Open MPI logo

Open MPI Development Mailing List Archives

  |   Home   |   Support   |   FAQ   |   all Development mailing list

Subject: Re: [OMPI devel] RFC: CRS Module for MTCP Checkpointing Package
From: George Bosilca (bosilca_at_[hidden])
Date: 2011-10-10 11:39:31


On Oct 7, 2011, at 21:44 , Alex Brick wrote:

> I'm a little unclear on this comment.

My comment was about the generic way the entire problem was stated. DMTCP doesn't support checkpointing of Open MPI applications. Instead the correct answer is "DMTCP supports checkpointing of Open MPI applications running on top of TCP". Nothing bad about this, I totally understand the challenges.

## [SUPPLIED ENTRIES]
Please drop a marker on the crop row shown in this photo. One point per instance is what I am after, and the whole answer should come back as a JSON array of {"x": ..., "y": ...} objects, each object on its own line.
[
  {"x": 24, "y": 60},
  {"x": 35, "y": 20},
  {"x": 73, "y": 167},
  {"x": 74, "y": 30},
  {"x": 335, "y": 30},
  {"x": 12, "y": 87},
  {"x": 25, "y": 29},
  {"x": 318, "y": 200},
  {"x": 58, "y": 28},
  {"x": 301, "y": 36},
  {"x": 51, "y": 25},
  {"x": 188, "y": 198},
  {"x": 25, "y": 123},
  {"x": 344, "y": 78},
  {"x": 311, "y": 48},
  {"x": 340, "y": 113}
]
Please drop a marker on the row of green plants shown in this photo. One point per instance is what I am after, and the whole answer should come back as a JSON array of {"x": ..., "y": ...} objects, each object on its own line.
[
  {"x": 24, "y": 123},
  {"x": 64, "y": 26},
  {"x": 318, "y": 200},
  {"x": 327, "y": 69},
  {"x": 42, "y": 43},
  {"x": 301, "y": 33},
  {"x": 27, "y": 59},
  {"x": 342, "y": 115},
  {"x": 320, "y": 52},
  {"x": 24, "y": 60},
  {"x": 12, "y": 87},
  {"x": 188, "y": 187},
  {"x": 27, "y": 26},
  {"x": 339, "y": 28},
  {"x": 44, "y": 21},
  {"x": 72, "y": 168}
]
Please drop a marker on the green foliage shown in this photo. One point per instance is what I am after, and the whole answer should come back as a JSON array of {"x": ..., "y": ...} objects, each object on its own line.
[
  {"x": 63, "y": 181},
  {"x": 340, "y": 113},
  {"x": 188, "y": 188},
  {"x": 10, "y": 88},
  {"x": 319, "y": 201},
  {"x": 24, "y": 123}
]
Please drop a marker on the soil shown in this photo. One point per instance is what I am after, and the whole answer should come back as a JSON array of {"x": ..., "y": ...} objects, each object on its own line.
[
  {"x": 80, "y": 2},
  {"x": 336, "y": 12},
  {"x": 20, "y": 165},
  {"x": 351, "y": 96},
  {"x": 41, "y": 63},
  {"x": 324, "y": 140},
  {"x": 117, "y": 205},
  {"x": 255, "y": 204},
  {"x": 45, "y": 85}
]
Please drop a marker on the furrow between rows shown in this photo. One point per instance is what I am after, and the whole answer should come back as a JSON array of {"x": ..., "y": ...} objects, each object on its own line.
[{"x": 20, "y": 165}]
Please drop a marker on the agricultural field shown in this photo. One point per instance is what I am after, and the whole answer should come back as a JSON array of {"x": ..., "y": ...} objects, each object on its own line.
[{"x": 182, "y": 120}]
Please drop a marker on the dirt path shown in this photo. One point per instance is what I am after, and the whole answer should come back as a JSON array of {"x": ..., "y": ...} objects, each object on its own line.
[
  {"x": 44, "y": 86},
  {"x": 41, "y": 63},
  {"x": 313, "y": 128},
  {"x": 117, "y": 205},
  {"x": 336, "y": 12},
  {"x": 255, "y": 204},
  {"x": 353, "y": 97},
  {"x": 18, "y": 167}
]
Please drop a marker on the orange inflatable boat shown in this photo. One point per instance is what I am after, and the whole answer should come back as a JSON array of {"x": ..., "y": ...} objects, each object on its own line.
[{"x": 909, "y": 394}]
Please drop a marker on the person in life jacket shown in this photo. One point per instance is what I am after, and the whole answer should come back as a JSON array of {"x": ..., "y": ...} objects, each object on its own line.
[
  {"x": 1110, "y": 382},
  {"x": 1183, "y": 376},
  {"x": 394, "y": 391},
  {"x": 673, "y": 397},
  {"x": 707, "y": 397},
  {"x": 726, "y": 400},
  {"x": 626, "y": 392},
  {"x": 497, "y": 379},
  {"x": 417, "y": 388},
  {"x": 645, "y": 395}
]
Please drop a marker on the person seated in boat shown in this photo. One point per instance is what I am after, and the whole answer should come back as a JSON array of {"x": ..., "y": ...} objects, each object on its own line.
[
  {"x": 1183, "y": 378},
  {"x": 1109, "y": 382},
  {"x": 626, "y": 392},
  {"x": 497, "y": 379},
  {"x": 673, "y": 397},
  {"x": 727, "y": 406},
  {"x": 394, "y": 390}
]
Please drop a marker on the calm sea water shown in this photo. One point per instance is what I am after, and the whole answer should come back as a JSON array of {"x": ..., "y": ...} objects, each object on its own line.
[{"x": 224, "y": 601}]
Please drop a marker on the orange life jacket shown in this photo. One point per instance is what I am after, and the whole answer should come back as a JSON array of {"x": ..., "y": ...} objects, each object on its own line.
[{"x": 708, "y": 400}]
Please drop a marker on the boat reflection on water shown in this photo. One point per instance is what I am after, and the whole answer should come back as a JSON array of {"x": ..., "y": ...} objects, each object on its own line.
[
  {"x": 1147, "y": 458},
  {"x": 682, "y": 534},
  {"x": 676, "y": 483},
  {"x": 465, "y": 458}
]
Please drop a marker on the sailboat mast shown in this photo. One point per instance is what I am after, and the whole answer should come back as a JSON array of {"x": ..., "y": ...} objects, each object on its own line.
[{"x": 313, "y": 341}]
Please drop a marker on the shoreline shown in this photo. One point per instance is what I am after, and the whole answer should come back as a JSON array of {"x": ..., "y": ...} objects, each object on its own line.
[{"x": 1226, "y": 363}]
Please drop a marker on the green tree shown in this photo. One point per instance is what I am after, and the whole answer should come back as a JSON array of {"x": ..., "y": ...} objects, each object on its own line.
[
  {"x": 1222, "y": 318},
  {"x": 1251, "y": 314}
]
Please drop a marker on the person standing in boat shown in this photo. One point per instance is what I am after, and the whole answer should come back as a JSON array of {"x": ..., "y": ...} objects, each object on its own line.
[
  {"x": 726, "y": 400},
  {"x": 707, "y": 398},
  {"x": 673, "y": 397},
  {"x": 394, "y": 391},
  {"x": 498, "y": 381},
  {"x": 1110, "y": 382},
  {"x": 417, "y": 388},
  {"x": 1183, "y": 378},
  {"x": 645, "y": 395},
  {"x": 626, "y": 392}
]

## [TASK REQUIREMENTS]
A. In the mailing list post about the DMTCP checkpointing module, what network transport must Open MPI applications be running over for DMTCP to checkpoint them?
B. Carry on the mailing list post about the DMTCP checkpointing module from its last sentence.
The items have no part in this.

## [ANSWERS IN ORDER]
A. TCP.

B.
> DMTCP currently supports checkpointing and restoring sockets over TCP,

Open MPI create the sockets in a lazy fashion. In other words a connection between two peers does not exist before the two exchange some data (any MPI messaging will do it). Thus, there is no socket to be restored here … yet. What it is unclear in the entire documentation of DMTCP, and in all the papers I read about, is how exactly the connection process is supposed to work after restart. When you restart a process, even on the same node, there is no guarantee that you can get the same port? Do you hook on the socket creation function to replace at runtime the hostname and port number of the destination process?

> ... However, we feel that value is added by also working as an Open MPI module, where Open MPI handles all of the network communication, and our module simply handles checkpointing the individual processes. This enables people to use our user-level checkpointing tools with other networks by using Open MPI.

This is a great addition to Open MPI. But if this is what you plan to add to Open MPI, make an RFC about this instead of an RFC filled with text about DMTCP.

  george.

>
> What exactly is your question?
>
>
> -- Alex
>
> George Bosilca <bosilca_at_[hidden]> wrote:
>
>> Way too much hands waving here.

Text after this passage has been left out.